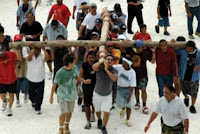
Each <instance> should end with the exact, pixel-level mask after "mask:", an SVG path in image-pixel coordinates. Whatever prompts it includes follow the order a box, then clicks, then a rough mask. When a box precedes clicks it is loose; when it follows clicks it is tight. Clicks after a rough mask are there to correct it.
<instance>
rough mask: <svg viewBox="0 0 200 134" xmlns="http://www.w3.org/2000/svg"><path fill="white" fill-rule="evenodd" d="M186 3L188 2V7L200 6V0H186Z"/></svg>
mask: <svg viewBox="0 0 200 134" xmlns="http://www.w3.org/2000/svg"><path fill="white" fill-rule="evenodd" d="M185 2H186V3H188V7H198V6H199V0H185Z"/></svg>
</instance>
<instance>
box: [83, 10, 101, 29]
mask: <svg viewBox="0 0 200 134" xmlns="http://www.w3.org/2000/svg"><path fill="white" fill-rule="evenodd" d="M98 18H101V14H100V13H96V15H95V16H93V15H92V14H91V13H88V14H87V15H86V17H85V19H84V20H83V23H82V24H81V25H84V26H86V28H87V29H89V30H92V29H93V28H94V26H95V25H96V23H95V20H96V19H98Z"/></svg>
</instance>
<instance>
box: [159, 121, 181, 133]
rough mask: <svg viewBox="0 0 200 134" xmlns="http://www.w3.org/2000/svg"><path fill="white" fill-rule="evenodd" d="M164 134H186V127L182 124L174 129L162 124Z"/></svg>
mask: <svg viewBox="0 0 200 134" xmlns="http://www.w3.org/2000/svg"><path fill="white" fill-rule="evenodd" d="M162 134H184V125H183V123H182V122H181V123H179V124H178V125H176V126H174V127H170V126H167V125H165V124H164V123H162Z"/></svg>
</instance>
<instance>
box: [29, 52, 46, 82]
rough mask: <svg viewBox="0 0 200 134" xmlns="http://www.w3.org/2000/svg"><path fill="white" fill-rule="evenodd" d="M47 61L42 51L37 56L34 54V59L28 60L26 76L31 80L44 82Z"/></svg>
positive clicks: (31, 80) (40, 81)
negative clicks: (40, 52)
mask: <svg viewBox="0 0 200 134" xmlns="http://www.w3.org/2000/svg"><path fill="white" fill-rule="evenodd" d="M44 63H45V61H44V54H42V53H40V54H39V55H38V57H37V58H36V57H35V55H33V57H32V60H31V61H28V60H27V74H26V77H27V79H28V80H29V81H31V82H42V81H43V80H44V79H45V64H44Z"/></svg>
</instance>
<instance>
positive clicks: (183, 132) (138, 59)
mask: <svg viewBox="0 0 200 134" xmlns="http://www.w3.org/2000/svg"><path fill="white" fill-rule="evenodd" d="M17 2H18V6H19V7H18V9H17V21H16V26H17V27H18V29H19V31H20V32H19V33H18V34H16V35H15V36H14V42H19V41H22V40H26V41H40V38H41V35H42V41H56V40H58V42H59V41H60V40H67V38H68V34H70V33H68V31H67V27H68V23H69V21H70V16H71V12H70V10H69V8H68V7H67V6H66V5H65V4H63V0H56V4H54V5H52V7H51V10H50V11H49V15H48V17H47V22H46V26H45V27H44V28H43V27H42V26H41V24H40V22H38V21H37V20H36V19H35V10H36V7H37V4H38V3H39V2H40V0H37V1H36V5H35V7H32V5H31V4H30V1H29V0H23V1H22V4H21V5H20V2H19V0H18V1H17ZM51 2H52V1H49V4H50V5H51ZM127 4H128V17H127V25H126V24H125V23H126V22H125V21H126V14H125V13H123V12H122V8H121V5H120V4H119V3H116V4H115V5H114V7H113V10H110V11H109V13H110V20H109V23H110V29H109V30H110V31H109V34H108V41H107V42H106V43H105V50H103V51H102V50H99V48H98V47H74V48H71V47H64V46H62V45H59V46H58V47H45V46H44V47H41V48H39V47H36V46H35V45H34V43H33V44H32V45H30V46H29V47H20V46H18V47H16V48H14V49H10V48H9V45H8V44H9V42H13V40H12V39H11V37H10V36H8V35H4V27H3V26H0V94H1V99H2V101H3V103H2V109H1V110H2V111H5V110H7V111H6V112H7V115H8V116H12V105H13V102H14V94H16V106H17V107H20V106H21V104H20V103H21V102H20V92H21V91H22V93H24V102H25V103H27V102H28V100H30V101H31V104H32V107H33V108H34V110H35V112H36V114H38V115H39V114H41V107H42V102H43V95H44V87H45V63H47V66H48V69H49V73H48V79H49V80H51V79H53V85H52V90H51V95H50V103H51V104H52V103H53V101H54V95H55V94H56V95H57V98H58V103H59V105H60V110H61V114H60V116H59V125H60V128H59V133H60V134H63V133H66V134H69V133H70V129H69V123H70V120H71V117H72V113H73V111H74V107H75V100H76V99H77V97H78V96H79V101H78V103H79V105H81V103H82V100H83V103H84V107H83V111H85V115H86V120H87V123H86V125H85V126H84V128H85V129H90V128H91V127H92V125H91V122H95V121H96V120H95V112H96V117H97V127H98V128H99V129H101V132H102V133H103V134H107V133H108V132H107V128H106V126H107V123H108V120H109V113H110V110H112V109H114V108H115V106H114V104H115V103H116V105H117V106H118V107H119V108H120V109H121V112H120V113H119V115H120V118H124V115H125V114H126V125H127V126H128V127H131V125H132V123H131V120H130V117H131V111H132V108H134V109H136V110H139V109H140V107H141V103H140V92H141V99H142V110H141V111H142V112H143V113H144V114H148V113H149V110H148V106H147V97H148V94H147V91H146V88H147V84H148V73H147V72H148V70H147V61H149V62H151V63H152V64H154V63H156V80H157V83H158V89H159V90H158V94H159V97H160V99H159V101H158V102H157V103H156V106H155V109H154V111H153V113H152V115H151V117H150V119H149V122H148V123H147V125H146V127H145V129H144V131H145V132H146V131H147V130H148V129H149V127H150V124H151V123H152V121H153V120H154V119H155V118H156V117H157V115H158V114H159V113H161V114H162V118H161V124H162V133H164V134H167V133H174V134H175V133H180V134H184V133H185V134H186V133H188V130H189V117H188V112H187V109H186V107H188V106H189V104H190V103H189V95H190V96H191V106H190V108H189V109H190V112H191V113H194V114H195V113H196V108H195V103H196V99H197V94H198V89H199V77H200V55H199V54H200V50H199V49H198V48H197V47H196V44H195V42H194V41H191V40H190V41H187V43H186V47H185V48H171V47H169V46H168V42H167V41H166V40H164V39H161V40H160V41H159V45H158V47H156V48H152V47H146V46H144V43H143V41H151V40H152V39H151V36H150V34H149V33H147V25H146V24H144V21H143V13H142V9H143V5H142V0H127ZM185 7H186V12H187V14H188V31H189V38H190V39H194V36H193V30H192V29H193V28H192V21H193V17H194V16H196V17H197V19H198V21H200V19H199V17H200V12H199V10H200V6H199V0H193V1H191V0H185ZM75 12H77V14H76V15H75ZM157 15H158V20H159V22H158V25H156V26H155V30H156V32H157V33H159V27H162V26H164V35H170V34H169V32H168V31H167V27H169V26H170V24H169V17H168V16H171V15H172V13H171V7H170V1H169V0H159V2H158V7H157ZM52 17H53V19H52ZM134 17H136V19H137V22H138V26H139V28H140V31H137V32H136V33H135V34H134V32H133V31H132V21H133V19H134ZM72 19H76V30H77V32H78V37H77V40H95V41H98V40H100V38H101V29H102V25H103V16H102V14H101V13H99V12H97V5H96V4H95V3H90V0H74V7H73V12H72ZM199 24H200V23H198V27H197V30H196V32H195V34H196V35H197V36H200V30H199ZM126 31H127V33H129V34H134V36H133V38H132V39H133V40H136V41H135V43H134V44H133V47H134V48H132V47H129V48H119V47H117V46H116V44H115V43H113V42H112V41H122V42H123V43H124V44H126V43H127V42H128V41H129V40H130V39H129V37H128V35H127V34H126ZM178 41H186V39H185V38H184V37H182V36H179V37H178V38H177V39H176V40H175V39H172V40H171V42H172V43H174V42H178ZM41 51H42V52H41ZM102 52H104V53H105V54H106V55H105V56H102V55H101V54H100V53H102ZM52 63H53V64H52ZM53 65H54V66H53ZM172 85H174V86H172ZM77 89H78V91H79V92H77ZM181 91H182V93H183V95H184V96H185V99H184V103H183V102H182V101H181V99H180V98H179V95H180V93H181ZM80 92H81V93H80ZM7 93H8V96H7V97H6V95H7ZM7 104H8V106H7ZM102 112H103V117H102V114H101V113H102Z"/></svg>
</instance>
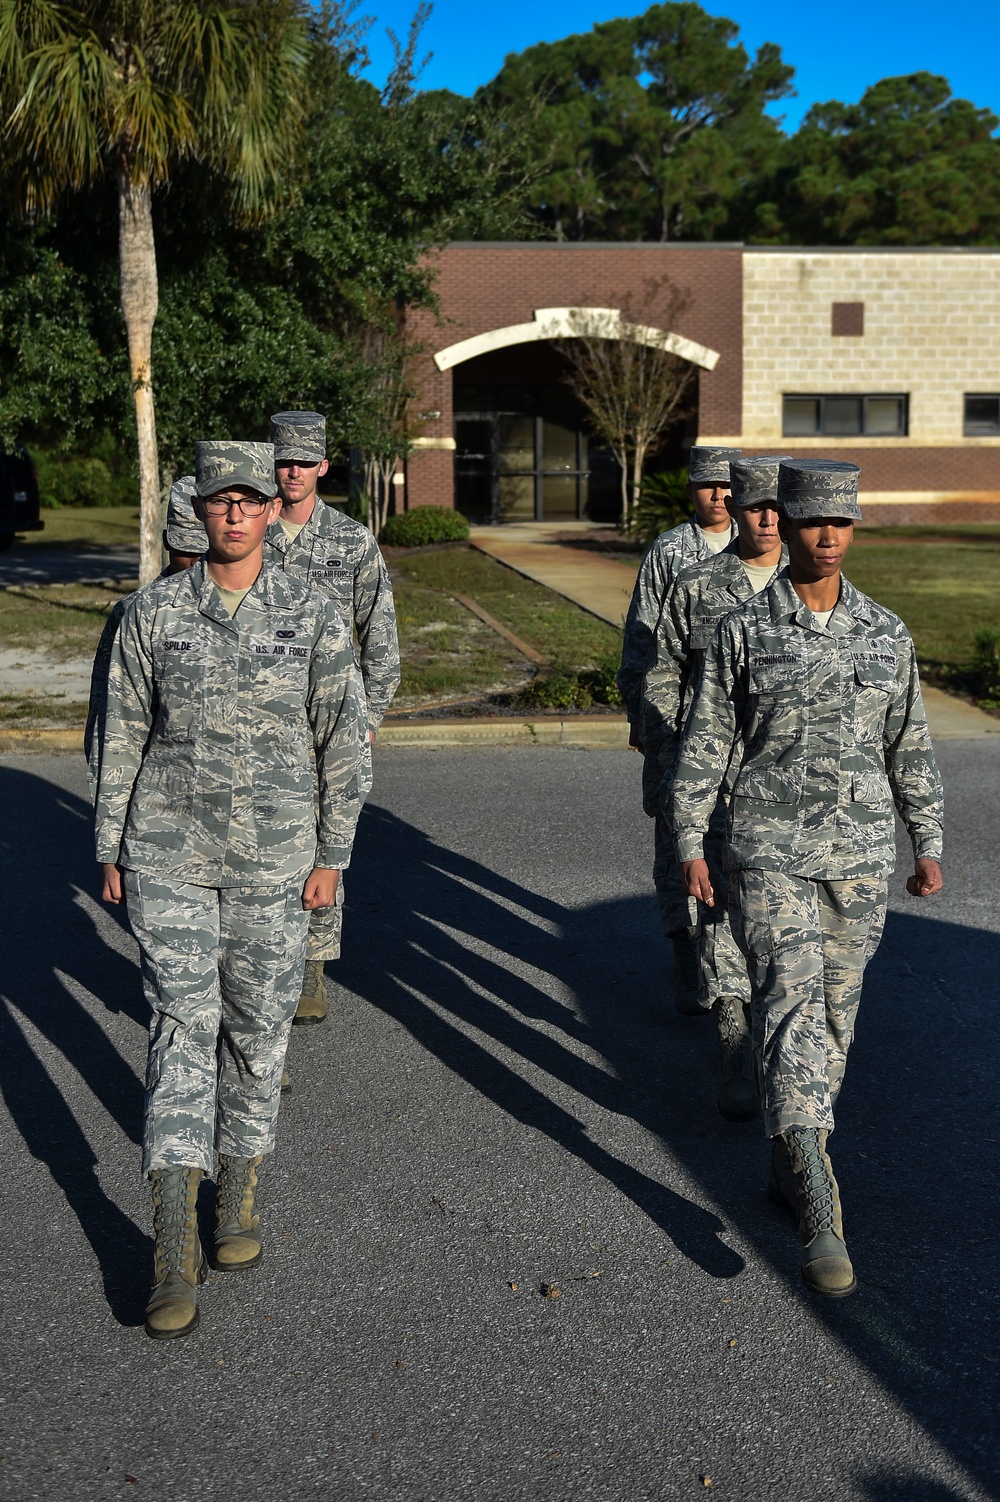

> _AIM OF THE EXERCISE_:
Please output the lines of the listing above that fall in the stretch from the one with "134H186V127L182 124L174 129L162" through the one with "box: [29, 52, 46, 82]", exactly and only those.

> _WORKED SOLUTION_:
rough mask: <svg viewBox="0 0 200 134" xmlns="http://www.w3.org/2000/svg"><path fill="white" fill-rule="evenodd" d="M164 134H186V127L182 124L174 129L162 124Z"/></svg>
mask: <svg viewBox="0 0 200 134" xmlns="http://www.w3.org/2000/svg"><path fill="white" fill-rule="evenodd" d="M162 134H184V125H183V123H182V122H181V123H179V124H178V125H176V126H174V127H170V126H167V125H165V124H164V123H162Z"/></svg>
</instance>
<instance>
box: [29, 52, 46, 82]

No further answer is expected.